To do
Turn the material below into a JSON list of strings, one string per line, skipping any blank lines.

Source material

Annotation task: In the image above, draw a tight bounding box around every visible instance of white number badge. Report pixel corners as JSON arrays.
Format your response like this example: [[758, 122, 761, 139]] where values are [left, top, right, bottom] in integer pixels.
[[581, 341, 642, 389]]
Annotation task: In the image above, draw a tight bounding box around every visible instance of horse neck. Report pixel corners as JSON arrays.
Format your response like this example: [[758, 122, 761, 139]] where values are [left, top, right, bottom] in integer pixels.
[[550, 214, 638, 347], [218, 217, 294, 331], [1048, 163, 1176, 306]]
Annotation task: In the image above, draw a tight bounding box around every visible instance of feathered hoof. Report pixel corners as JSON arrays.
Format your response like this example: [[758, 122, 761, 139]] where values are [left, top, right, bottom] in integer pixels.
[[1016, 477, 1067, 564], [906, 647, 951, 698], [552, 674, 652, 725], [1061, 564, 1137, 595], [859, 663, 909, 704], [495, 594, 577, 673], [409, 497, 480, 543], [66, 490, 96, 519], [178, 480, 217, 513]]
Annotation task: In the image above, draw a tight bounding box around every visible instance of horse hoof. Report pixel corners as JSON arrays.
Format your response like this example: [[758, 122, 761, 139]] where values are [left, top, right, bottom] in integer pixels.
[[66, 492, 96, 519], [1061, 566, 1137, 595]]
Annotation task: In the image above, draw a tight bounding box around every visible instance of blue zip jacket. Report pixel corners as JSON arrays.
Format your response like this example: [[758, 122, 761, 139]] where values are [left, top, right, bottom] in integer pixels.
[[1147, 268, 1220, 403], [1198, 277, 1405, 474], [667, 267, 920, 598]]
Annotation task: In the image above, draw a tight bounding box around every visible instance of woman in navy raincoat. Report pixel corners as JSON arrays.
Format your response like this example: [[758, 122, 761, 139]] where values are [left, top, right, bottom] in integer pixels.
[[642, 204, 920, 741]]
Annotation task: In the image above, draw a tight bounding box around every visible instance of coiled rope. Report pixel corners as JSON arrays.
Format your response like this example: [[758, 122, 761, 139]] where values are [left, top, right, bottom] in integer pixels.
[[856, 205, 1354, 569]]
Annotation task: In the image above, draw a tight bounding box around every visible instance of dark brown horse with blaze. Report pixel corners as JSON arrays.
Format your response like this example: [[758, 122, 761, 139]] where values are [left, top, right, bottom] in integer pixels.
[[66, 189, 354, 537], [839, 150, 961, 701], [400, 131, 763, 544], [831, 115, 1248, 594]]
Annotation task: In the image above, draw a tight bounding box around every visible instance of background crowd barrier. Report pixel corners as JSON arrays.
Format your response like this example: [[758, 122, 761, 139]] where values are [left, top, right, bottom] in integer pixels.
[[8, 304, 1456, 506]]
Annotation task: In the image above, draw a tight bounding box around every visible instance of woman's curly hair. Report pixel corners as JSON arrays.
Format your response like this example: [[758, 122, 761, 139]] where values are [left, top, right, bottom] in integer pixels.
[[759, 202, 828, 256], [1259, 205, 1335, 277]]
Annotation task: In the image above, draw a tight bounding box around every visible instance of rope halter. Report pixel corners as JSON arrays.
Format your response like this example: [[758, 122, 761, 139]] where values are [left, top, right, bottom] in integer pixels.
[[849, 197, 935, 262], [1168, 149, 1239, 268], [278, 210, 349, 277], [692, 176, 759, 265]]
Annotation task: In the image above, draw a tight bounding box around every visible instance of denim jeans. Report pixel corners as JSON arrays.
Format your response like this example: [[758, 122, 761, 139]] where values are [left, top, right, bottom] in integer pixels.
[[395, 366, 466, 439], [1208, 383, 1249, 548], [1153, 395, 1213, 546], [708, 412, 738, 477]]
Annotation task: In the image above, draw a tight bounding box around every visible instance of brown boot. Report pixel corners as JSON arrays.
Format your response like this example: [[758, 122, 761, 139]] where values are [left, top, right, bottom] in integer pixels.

Complete output
[
  "Annotation task: In the image above, draw a tight bounding box around every visible instance of white number badge. Report pixel corners as JSON arrays.",
  "Format your response like this example: [[758, 122, 761, 139]] where values are [left, top, right, bottom] in integer pixels.",
  "[[581, 341, 642, 389]]",
  "Annotation task: In the image above, draw a tight bounding box around every visible instance of horse neck. Report pixel corners as JSON arrays.",
  "Format your response like this example: [[758, 122, 761, 139]] where values are [left, top, right, bottom] in integer pixels.",
  "[[550, 214, 638, 347], [218, 217, 294, 331], [1048, 163, 1176, 306]]",
  "Annotation task: In the image above, draw a tight bounding box around every visible instance of feathered hoof. Report pixel corners as JSON arrays.",
  "Format your response like this example: [[758, 122, 761, 139]] where values are [left, top, right, bottom] in integer pixels.",
  "[[1016, 477, 1067, 564], [906, 647, 951, 698], [552, 674, 652, 725], [1061, 564, 1137, 595], [859, 663, 909, 704], [495, 594, 577, 673], [409, 497, 480, 543], [66, 490, 96, 519], [178, 480, 217, 513]]",
  "Annotation task: In the image above, draw a tight bounding box around every visible instance of horse hoof. Report pixel corners as JSON arrays.",
  "Format your response like this example: [[758, 122, 761, 139]] where values are [left, top, right, bottom] in integer pixels.",
  "[[66, 492, 96, 519], [1061, 566, 1137, 595]]",
  "Annotation task: In the image above, draw a tight bounding box around every visible instance of blue zip jacket. Report pixel corners as JSON arrays.",
  "Format your response like this example: [[758, 122, 761, 139]] where values are [left, top, right, bottom] in integer pixels.",
  "[[1147, 268, 1220, 403], [1198, 277, 1405, 474], [667, 267, 920, 598]]",
  "Annotation task: In the image above, draw a tight bounding box around every visible instance of woman in navy raincoat. Report pixel corners as JSON arrays.",
  "Format your response like this example: [[758, 122, 761, 139]] where values are [left, top, right, bottom] in integer pixels.",
  "[[642, 204, 920, 741]]",
  "Annotation task: In the image above, draw a tight bounding box around every visible instance of coiled rope. Report pixel corners as JSON arrays.",
  "Format your response like this example: [[758, 122, 761, 139]] where values are [left, top, right, bottom] in integer pixels.",
  "[[856, 205, 1354, 569]]",
  "Annotation task: In the image above, draw a tight bounding box around every visible instance of dark brown horse with blaze. Report pixel corners as JSON arrays.",
  "Format your response like this example: [[758, 122, 761, 139]] where values are [left, top, right, bottom] in integer pixels.",
  "[[66, 189, 354, 537], [839, 150, 961, 701], [400, 131, 763, 544], [831, 115, 1248, 594]]",
  "Annotation task: In the image above, draw a tight bounding box around every visible instance of background crowd barrier. Report pixel corners as JSON arrays.",
  "Format your response like this example: [[758, 122, 761, 139]] where values are [left, top, right, bottom] in integer pixels.",
  "[[8, 304, 1456, 506]]",
  "Annotation task: In the image above, draw a tight bounding box around every visible instance of woman's curly hair. Report pixel corners as JSON arrays.",
  "Format your response like this example: [[758, 122, 761, 139]] where values are [left, top, right, bottom] in integer pixels.",
  "[[759, 202, 828, 256], [1259, 205, 1335, 277]]",
  "Annotation task: In the image above, draw a tight bounding box around every visible instance of rope halter. Report pixel corners as JSON arrays.",
  "Format your response like this example: [[758, 122, 761, 139]] where values are [left, top, right, bottom] in integer pixels.",
  "[[849, 197, 935, 262], [1168, 149, 1239, 268], [278, 210, 349, 277], [692, 176, 759, 265]]",
  "Annotation task: In the image above, draw a tight bounding box around every visible instance of denim jeans. Report pixel corners as JSON arrays.",
  "Format your response like this example: [[758, 122, 761, 139]] where values are [left, top, right, bottom] in integer pixels.",
  "[[395, 366, 466, 439], [1208, 383, 1249, 548], [1153, 395, 1213, 546], [708, 412, 738, 477]]",
  "Annotation task: In the image above, draw a tight bounding box around every visible instance of brown boot. Report pixel corners as JSON arrays.",
  "Format your response like this example: [[758, 122, 761, 139]] where values are [left, top, right, bottom] in integer pixels."
]